● Stated problem:
Present the data below as a numbered list, one line per item, omitting any blank lines.

Start of Exercise materials

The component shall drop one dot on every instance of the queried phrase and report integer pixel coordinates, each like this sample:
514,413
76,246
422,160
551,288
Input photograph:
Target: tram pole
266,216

End of Exercise materials

● Output for this exercise:
1. The component shall drop one dot on every instance of the queried phrase and report integer pixel coordinates, each like this sample:
2. 514,413
3. 76,246
4. 422,160
5. 551,288
6. Input photograph:
7. Target: tram pole
8. 266,216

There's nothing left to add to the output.